* _Ausgewählter Textauszug_
######

Danke schön. – Senator Dr. Tschentscher hat das Wort.

Herr Präsident, meine Damen und Herren! Zur Frage, ob die Schuldenbremse ein ehrgeiziges Ziel ist, kann ich nur ja sagen. Die Schuldenbremse des Grundgesetzes bis 2020 einzuhalten, Herr Heintze, ist ein ehrgeiziges Ziel, und zwar für alle Bundesländer, für das eine allerdings etwas ehrgeiziger als für

(Dr. Joachim Bischoff)

das andere. Berlin hat es in der Tat noch etwas schwerer als Hamburg, obwohl die 0,3 Prozent, die Sie immer zitieren, nicht ganz vergleichbar sind mit der Linie, die wir ziehen. Aber ich gebe Ihnen recht, Berlin ist noch etwas schwieriger dran, und Bremen mit der grünen Finanzsenatorin ist in einer richtig dramatischen Situation. Die Einhaltung der Schuldenbremse ist für alle Bundesländer ein ehrgeiziges Ziel und es ist überhaupt nicht ehrgeizig, wenn man in einer günstigen konjunkturellen Situation sagt, alles sei im Lot, der Haushalt sei ausgeglichen und das Defizit beseitigt, um dann kurze Zeit später, nachdem die Konjunktur in die andere Richtung schwingt, festzustellen, dass es doch anders ist, und dann macht man mal eben Milliarden von Euro neue Schulden. Das ist kein ehrgeiziges Ziel und deswegen halten wir einen kontinuierlichen Kurs auf das Jahr 2020.

######

* _Gezeigte Daten_
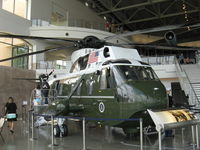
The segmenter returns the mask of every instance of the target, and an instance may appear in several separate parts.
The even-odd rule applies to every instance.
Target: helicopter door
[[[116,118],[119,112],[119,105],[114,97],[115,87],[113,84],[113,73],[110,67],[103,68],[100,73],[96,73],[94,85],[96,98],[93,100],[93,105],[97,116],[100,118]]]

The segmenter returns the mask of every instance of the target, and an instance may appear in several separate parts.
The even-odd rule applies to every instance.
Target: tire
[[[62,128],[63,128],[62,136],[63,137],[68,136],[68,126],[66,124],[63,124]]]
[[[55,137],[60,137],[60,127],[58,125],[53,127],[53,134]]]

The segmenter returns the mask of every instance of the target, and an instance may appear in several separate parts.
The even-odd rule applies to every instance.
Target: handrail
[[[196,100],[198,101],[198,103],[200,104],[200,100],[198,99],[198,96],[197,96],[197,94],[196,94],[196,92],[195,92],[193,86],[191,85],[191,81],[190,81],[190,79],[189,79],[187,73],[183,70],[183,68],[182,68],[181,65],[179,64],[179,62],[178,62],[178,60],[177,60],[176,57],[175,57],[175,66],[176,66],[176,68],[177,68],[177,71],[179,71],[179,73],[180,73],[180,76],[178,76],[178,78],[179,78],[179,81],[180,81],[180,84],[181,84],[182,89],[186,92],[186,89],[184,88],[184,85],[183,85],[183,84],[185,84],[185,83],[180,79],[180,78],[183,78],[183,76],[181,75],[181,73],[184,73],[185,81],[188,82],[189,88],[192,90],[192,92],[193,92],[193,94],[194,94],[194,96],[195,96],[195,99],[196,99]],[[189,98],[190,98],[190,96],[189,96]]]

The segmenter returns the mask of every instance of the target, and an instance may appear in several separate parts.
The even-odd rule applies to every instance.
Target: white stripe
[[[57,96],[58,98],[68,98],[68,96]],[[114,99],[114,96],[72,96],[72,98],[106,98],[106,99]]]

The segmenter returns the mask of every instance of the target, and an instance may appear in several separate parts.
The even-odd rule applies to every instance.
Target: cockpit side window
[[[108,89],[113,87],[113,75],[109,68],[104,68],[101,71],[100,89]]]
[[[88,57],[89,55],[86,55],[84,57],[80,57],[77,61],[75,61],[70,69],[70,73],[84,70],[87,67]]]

######

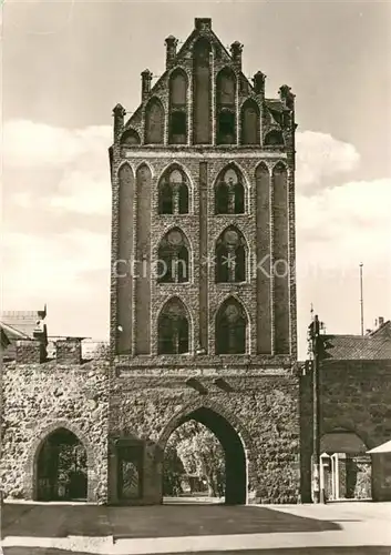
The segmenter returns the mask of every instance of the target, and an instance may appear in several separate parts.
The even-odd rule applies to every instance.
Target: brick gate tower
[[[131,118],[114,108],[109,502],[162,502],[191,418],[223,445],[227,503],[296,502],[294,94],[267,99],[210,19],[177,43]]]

######

* _Übungsaufgaben_
• a. Stimmen die folgenden Aussagen mit der Rede zur Schuldenbremse überein? Antworte jeweils mit Ja oder Nein und zitiere die entscheidenden Worte. (i) Der Redner hält die Einhaltung der Schuldenbremse für kein ehrgeiziges Ziel. (ii) Laut Redner hat es Berlin schwerer als Hamburg. (iii) Die Schuldenbremse soll bis 2025 eingehalten werden.
• b. Wie beschreibt der Redner in der Rede zur Schuldenbremse die Lage Bremens?
• c. Gib aus der Rede zur Schuldenbremse den Abschnitt wortgetreu wieder, der mit „das andere. Berlin“ beginnt und mit „das Jahr 2020.“ endet.

* _Lösungen_
• a.
(i) Nein: „Zur Frage, ob die Schuldenbremse ein ehrgeiziges Ziel ist, kann ich nur ja sagen.“
(ii) Ja: „Berlin hat es in der Tat noch etwas schwerer als Hamburg“
(iii) Nein: „Die Schuldenbremse des Grundgesetzes bis 2020 einzuhalten“

• b. Bremen ist in einer richtig dramatischen Situation.

• c.
das andere. Berlin hat es in der Tat noch etwas schwerer als Hamburg, obwohl die 0,3 Prozent, die Sie immer zitieren, nicht ganz vergleichbar sind mit der Linie, die wir ziehen. Aber ich gebe Ihnen recht, Berlin ist noch etwas schwieriger dran, und Bremen mit der grünen Finanzsenatorin ist in einer richtig dramatischen Situation. Die Einhaltung der Schuldenbremse ist für alle Bundesländer ein ehrgeiziges Ziel und es ist überhaupt nicht ehrgeizig, wenn man in einer günstigen konjunkturellen Situation sagt, alles sei im Lot, der Haushalt sei ausgeglichen und das Defizit beseitigt, um dann kurze Zeit später, nachdem die Konjunktur in die andere Richtung schwingt, festzustellen, dass es doch anders ist, und dann macht man mal eben Milliarden von Euro neue Schulden. Das ist kein ehrgeiziges Ziel und deswegen halten wir einen kontinuierlichen Kurs auf das Jahr 2020.